_RECORDS SUPPLIED_
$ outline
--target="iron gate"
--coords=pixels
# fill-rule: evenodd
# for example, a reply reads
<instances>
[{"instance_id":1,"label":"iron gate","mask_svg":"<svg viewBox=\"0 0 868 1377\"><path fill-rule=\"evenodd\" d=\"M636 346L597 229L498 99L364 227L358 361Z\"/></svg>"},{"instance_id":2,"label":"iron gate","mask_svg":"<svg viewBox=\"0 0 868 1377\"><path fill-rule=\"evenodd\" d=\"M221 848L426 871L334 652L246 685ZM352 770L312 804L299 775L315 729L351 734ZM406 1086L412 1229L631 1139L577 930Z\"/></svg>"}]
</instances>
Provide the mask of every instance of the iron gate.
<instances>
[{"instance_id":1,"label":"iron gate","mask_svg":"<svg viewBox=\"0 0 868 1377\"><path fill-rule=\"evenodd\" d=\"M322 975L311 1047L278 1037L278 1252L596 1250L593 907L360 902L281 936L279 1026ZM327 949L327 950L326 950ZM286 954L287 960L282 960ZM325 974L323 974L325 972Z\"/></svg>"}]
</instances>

_GIVEN TASK_
Reproduce the items above with "pixels" changed to "points" and nothing else altered.

_RESPONSE FOR THIS EXERCISE_
$ outline
--target="iron gate"
--coords=points
# fill-rule: evenodd
# for example, a reply reads
<instances>
[{"instance_id":1,"label":"iron gate","mask_svg":"<svg viewBox=\"0 0 868 1377\"><path fill-rule=\"evenodd\" d=\"M636 346L597 229L498 99L364 227L358 361Z\"/></svg>"},{"instance_id":2,"label":"iron gate","mask_svg":"<svg viewBox=\"0 0 868 1377\"><path fill-rule=\"evenodd\" d=\"M221 848L426 871L334 652L246 685ZM352 770L312 804L299 775L315 729L351 734ZM406 1086L412 1229L631 1139L577 930Z\"/></svg>"}]
</instances>
Provide the mask of every instance of the iron gate.
<instances>
[{"instance_id":1,"label":"iron gate","mask_svg":"<svg viewBox=\"0 0 868 1377\"><path fill-rule=\"evenodd\" d=\"M322 975L311 1047L278 1037L278 1252L596 1250L593 907L360 902L281 936L279 1026ZM327 949L327 950L326 950ZM286 954L287 960L282 960ZM325 974L323 974L325 972Z\"/></svg>"}]
</instances>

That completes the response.